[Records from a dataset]

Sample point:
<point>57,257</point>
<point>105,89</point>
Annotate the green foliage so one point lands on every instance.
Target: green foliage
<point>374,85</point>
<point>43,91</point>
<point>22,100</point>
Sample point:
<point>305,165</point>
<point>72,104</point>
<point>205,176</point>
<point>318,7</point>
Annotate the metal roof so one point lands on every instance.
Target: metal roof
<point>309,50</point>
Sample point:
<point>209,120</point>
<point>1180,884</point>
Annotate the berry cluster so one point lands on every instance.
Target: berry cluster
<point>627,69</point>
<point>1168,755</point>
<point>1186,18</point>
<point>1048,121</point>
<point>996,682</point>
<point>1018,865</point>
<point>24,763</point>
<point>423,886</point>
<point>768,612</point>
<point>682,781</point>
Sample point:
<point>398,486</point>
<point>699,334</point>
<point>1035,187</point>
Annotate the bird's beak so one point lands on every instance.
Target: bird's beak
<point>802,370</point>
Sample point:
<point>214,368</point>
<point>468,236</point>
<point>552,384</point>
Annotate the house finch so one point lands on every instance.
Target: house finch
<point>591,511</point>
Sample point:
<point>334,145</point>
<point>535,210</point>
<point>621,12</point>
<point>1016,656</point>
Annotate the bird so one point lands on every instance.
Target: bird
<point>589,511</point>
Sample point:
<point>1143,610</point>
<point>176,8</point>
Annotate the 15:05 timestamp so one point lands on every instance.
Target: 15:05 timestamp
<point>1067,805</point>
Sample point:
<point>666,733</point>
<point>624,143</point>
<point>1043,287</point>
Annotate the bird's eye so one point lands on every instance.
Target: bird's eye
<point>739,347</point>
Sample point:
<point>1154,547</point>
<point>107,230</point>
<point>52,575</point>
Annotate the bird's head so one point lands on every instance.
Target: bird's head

Short exercise -> Rewrite the listing from its start through the line with "<point>309,50</point>", keeping the requests as they are. Scale every answer coordinate by 1.9, rounding to whole numbers with halves going up.

Task solution ->
Sample point:
<point>57,257</point>
<point>105,89</point>
Annotate the green foliage so one point lands on every instance.
Target: green foliage
<point>711,162</point>
<point>82,173</point>
<point>42,190</point>
Sample point:
<point>305,165</point>
<point>72,104</point>
<point>205,176</point>
<point>318,7</point>
Annotate the metal roof so one point lands on every instance.
Target: metal roof
<point>587,95</point>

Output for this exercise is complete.